● THE PROBLEM: If a line of the listing below contains the string "blue", count it, then give the total by itself.

───── DATA SECTION

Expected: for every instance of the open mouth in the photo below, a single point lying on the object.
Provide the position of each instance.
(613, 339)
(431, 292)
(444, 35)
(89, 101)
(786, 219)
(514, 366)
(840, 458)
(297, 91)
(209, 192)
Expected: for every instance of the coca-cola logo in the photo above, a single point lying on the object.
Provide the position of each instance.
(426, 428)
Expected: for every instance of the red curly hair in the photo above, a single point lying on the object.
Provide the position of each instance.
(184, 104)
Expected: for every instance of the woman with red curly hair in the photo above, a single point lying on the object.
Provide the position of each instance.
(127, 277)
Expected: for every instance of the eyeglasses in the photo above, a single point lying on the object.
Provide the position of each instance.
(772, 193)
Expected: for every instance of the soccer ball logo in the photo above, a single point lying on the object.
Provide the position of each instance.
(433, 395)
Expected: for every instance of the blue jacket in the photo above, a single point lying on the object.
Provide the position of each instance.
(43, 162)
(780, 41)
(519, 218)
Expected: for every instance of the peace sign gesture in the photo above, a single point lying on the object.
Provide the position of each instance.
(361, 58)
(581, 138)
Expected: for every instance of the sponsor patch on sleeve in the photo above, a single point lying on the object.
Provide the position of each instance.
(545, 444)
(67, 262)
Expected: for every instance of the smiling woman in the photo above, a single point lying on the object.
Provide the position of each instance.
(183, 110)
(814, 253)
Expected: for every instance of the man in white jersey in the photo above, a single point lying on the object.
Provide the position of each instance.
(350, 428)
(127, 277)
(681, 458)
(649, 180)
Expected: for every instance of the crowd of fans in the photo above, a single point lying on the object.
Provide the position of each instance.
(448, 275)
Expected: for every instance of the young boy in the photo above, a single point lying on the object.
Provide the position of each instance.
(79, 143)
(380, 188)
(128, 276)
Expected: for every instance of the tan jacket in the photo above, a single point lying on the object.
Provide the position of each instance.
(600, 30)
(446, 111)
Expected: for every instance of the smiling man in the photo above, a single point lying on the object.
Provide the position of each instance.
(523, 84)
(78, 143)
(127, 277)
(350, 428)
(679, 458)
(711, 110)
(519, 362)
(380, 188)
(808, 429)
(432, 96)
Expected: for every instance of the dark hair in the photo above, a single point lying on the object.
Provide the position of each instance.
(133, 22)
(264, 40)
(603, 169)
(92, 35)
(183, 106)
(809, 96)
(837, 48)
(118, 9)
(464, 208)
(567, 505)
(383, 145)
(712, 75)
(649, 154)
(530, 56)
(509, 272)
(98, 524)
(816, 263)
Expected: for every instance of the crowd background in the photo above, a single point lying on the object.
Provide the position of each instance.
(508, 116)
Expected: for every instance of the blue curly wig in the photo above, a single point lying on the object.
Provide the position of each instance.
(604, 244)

──────────

● YOUR SOLUTION: 2